Written task 1 — Reproduce the Earth Day poems text word for word, everything from "These Earth Day" down to "and positive way.".

Document section —
________________________

These Earth Day poems touch on a range of themes and bring together images of the natural world, life, death, and the power of natural elements like wind and water. They celebrate the fullness of what the world has to offer and should make one feel closer to nature in an uplifting and positive way.
The Best Earth Day Poems
- 1 Lines Composed a Few Miles Above Tintern Abbey by William Wordsworth
- 2 Stopping by the Woods on a Snowy Evening by Robert Frost
- 3 A Light Exists in Spring by Emily Dickinson
- 4 My Heart Leaps Up by William Wordsworth
- 5 The Eagle by Alfred Lord Tennyson
- 6 I(a(A Leaf Falls with Loneliness) by E.E. Cummings
- 7 Lake Isle of Innisfree by W.B. Yeats
- 8 Tall Ambrosia by Henry David Thoreau
- 9 Loveliest of trees, the cherry now by A. E. Housman
- 10 Water by Ralph Waldo Emerson
- 11 First Sight by Philip Larkin
- 12 The Rhodora by Ralph Waldo Emerson
Lines Composed a Few Miles Above Tintern Abbey by William Wordsworth
‘Lines Composed a few Miles above Tintern Abbey’ comes from the poet’s own experiences. It tells of the power of Nature to guide one’s life and morality and is therefore well-suited for Earth Day. It begins with the speaker having returned to a spot on the banks of the River Wye that he has not seen for five long years. This place is very dear to him and is just as beautiful and mystical as it was when he left. Here are a few lines:
Five years have past; five summers, with the length
Of five long winters! and again I hear
These waters, rolling from their mountain-springs
With a soft inland murmur.—Once again
Do I behold these steep and lofty cliffs,
Discover William Wordsworth’s poetry.

________________________

Record extracts —

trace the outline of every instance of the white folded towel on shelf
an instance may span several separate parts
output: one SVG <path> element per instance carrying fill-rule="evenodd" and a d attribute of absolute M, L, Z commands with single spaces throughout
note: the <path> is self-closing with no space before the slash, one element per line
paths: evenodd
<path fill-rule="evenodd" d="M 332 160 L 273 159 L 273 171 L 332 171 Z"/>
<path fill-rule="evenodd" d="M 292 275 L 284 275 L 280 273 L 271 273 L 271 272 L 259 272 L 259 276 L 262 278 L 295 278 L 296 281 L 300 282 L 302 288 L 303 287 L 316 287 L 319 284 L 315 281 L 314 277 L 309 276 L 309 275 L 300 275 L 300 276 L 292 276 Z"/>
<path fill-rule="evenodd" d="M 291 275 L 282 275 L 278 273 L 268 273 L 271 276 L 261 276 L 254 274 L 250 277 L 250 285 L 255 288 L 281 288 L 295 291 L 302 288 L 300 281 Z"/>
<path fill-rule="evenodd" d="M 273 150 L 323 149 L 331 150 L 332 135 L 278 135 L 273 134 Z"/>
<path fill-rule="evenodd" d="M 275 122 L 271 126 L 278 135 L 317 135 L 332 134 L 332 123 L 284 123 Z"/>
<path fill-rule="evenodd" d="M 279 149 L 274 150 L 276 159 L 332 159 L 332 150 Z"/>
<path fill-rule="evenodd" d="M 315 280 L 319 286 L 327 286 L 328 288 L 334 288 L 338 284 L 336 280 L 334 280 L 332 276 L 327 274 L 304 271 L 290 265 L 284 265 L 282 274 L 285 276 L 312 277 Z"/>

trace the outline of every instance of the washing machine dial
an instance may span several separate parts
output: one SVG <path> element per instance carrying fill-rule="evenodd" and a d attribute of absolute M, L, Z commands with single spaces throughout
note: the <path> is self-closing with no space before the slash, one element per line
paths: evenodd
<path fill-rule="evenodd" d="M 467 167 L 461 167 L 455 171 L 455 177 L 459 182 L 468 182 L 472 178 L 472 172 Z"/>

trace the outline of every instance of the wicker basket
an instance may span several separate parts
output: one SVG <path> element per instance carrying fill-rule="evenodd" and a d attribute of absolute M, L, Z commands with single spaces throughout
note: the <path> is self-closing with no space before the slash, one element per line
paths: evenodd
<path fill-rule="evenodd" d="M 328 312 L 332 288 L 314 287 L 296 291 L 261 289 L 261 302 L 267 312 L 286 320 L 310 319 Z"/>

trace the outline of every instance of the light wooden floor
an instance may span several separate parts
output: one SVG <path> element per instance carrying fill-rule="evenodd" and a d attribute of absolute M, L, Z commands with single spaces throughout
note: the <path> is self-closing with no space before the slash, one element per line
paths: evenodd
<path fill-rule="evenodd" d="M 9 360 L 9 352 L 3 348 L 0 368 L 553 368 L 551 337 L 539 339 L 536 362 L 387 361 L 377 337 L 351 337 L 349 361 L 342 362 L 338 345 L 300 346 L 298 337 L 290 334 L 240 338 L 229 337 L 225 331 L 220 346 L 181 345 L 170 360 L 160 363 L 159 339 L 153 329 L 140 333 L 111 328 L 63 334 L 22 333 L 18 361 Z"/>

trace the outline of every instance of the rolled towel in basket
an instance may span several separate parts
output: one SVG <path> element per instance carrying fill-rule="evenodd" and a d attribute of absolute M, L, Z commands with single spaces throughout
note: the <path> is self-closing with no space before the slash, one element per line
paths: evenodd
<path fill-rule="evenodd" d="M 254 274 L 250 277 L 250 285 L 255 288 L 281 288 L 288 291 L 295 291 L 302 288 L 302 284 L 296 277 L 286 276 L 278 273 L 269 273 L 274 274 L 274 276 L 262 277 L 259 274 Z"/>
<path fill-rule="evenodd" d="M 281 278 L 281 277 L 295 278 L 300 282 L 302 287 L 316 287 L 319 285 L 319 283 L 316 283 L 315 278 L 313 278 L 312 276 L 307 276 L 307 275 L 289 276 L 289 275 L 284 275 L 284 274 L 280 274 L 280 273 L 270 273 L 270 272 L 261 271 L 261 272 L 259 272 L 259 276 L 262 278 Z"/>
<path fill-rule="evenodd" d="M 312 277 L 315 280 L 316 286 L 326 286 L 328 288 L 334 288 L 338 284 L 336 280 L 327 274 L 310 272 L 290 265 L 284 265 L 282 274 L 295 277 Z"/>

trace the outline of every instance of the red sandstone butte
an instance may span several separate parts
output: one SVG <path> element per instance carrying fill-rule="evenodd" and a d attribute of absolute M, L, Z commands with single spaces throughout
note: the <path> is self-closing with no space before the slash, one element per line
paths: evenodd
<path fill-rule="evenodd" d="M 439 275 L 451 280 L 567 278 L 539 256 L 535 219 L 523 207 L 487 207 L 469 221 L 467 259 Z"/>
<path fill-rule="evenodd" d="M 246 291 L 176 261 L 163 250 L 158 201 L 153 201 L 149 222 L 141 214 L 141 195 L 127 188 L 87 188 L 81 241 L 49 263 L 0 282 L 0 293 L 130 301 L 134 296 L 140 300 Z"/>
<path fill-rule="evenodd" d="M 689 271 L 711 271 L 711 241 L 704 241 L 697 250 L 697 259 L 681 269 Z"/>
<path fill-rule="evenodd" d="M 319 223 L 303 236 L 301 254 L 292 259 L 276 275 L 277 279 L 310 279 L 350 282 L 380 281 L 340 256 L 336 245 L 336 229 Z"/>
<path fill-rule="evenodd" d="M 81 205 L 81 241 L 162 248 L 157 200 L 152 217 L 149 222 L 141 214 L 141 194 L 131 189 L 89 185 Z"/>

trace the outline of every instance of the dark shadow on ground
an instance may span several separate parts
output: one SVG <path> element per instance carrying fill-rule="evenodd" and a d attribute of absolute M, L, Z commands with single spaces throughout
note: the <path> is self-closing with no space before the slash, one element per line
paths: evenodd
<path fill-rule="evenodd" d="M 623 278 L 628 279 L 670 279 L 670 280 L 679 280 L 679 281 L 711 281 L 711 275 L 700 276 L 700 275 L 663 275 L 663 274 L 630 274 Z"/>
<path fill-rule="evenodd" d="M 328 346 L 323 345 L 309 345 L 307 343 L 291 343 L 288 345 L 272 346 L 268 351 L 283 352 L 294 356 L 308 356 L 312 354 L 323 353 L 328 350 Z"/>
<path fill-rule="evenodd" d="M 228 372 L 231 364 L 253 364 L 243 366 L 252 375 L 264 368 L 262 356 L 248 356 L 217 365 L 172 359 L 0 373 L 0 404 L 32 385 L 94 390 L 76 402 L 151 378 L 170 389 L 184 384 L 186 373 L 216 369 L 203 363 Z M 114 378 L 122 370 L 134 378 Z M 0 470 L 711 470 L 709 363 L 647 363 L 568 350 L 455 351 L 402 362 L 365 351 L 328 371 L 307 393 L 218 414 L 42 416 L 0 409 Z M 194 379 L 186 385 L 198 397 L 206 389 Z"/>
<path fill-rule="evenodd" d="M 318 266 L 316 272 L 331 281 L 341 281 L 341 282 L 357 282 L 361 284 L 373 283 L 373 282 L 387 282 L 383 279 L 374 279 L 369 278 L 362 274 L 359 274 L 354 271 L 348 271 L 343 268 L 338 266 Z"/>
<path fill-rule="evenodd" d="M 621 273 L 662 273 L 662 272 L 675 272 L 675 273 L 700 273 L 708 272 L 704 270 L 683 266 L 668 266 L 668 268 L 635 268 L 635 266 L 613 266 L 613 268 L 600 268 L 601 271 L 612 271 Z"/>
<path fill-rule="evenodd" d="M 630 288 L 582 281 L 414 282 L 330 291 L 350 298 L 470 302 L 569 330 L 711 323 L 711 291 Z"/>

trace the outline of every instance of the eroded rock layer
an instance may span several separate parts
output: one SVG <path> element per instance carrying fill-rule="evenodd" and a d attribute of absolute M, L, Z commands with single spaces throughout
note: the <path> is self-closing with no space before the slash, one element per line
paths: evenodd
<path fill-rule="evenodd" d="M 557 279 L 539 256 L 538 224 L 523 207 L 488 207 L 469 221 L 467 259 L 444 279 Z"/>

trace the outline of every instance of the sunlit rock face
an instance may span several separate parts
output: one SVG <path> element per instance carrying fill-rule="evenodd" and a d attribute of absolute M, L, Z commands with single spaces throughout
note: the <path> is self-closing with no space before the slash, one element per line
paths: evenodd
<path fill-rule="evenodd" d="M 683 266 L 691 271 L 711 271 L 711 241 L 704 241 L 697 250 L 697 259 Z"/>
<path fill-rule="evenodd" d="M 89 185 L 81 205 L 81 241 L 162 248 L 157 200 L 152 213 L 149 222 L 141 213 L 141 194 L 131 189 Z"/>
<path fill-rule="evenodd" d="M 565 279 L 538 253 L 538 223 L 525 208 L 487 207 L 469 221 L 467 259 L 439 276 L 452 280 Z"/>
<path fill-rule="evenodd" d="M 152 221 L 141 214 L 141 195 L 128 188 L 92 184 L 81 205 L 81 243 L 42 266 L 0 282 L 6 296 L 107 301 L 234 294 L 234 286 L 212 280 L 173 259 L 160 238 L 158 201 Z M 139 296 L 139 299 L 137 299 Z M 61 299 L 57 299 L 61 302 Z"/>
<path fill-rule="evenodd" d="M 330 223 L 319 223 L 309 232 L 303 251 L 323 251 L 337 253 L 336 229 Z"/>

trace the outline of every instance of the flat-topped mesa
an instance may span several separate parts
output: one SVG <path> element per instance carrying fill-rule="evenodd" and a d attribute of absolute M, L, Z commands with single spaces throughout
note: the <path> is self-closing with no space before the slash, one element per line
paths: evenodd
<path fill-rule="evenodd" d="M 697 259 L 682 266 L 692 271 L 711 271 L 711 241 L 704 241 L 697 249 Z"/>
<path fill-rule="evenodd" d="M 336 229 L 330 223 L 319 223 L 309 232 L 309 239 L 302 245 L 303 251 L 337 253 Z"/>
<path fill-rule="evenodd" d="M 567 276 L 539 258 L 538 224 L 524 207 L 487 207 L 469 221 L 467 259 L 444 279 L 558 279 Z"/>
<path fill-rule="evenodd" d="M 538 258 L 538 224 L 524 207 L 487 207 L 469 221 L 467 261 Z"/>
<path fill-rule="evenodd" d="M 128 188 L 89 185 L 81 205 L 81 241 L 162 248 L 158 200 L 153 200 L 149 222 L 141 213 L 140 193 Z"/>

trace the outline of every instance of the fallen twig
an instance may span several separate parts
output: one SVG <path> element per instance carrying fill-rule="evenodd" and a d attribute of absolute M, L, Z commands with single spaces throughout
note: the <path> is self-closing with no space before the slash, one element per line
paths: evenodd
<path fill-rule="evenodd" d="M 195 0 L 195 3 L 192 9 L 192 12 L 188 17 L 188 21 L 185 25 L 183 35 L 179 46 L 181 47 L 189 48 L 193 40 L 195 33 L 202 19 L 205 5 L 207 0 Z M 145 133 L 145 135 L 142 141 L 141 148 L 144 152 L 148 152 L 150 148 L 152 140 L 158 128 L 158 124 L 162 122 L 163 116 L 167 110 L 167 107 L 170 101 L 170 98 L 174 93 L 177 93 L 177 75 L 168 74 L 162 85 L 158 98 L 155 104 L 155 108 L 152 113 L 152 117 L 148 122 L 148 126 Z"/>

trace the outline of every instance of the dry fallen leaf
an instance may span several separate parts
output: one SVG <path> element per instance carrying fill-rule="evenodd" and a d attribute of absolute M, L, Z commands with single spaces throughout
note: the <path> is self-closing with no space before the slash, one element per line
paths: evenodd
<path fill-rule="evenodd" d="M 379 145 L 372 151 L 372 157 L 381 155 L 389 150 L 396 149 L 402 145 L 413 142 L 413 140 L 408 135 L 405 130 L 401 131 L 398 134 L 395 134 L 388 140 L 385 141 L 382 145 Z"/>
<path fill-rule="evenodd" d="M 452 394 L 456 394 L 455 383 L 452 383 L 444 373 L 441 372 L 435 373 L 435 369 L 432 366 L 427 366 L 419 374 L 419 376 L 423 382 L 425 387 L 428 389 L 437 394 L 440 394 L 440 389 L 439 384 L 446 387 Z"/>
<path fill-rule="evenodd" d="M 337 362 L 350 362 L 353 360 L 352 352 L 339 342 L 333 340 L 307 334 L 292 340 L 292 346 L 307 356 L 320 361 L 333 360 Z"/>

________________________

Written task 2 — In the entries, take everything from the line containing "trace the outline of every instance of the fallen" down to the line containing "195 0 L 195", both lines included, and render those lines alone as a numbered list with any blank lines omitted.

Final result 1 —
These Earth Day poems touch on a range of themes and bring together images of the natural world, life, death, and the power of natural elements like wind and water. They celebrate the fullness of what the world has to offer and should make one feel closer to nature in an uplifting and positive way.

Final result 2 —
1. trace the outline of every instance of the fallen twig
2. an instance may span several separate parts
3. output: one SVG <path> element per instance carrying fill-rule="evenodd" and a d attribute of absolute M, L, Z commands with single spaces throughout
4. note: the <path> is self-closing with no space before the slash, one element per line
5. paths: evenodd
6. <path fill-rule="evenodd" d="M 195 0 L 195 3 L 192 9 L 192 12 L 188 17 L 188 21 L 185 25 L 183 35 L 179 46 L 181 47 L 189 48 L 193 40 L 195 33 L 202 19 L 205 5 L 207 0 Z M 145 133 L 145 135 L 142 141 L 141 148 L 144 152 L 148 152 L 150 148 L 152 140 L 158 128 L 158 124 L 162 122 L 163 116 L 167 110 L 167 107 L 170 101 L 170 98 L 174 93 L 177 93 L 177 75 L 168 74 L 162 85 L 158 98 L 155 104 L 155 108 L 152 113 L 152 117 L 148 122 L 148 126 Z"/>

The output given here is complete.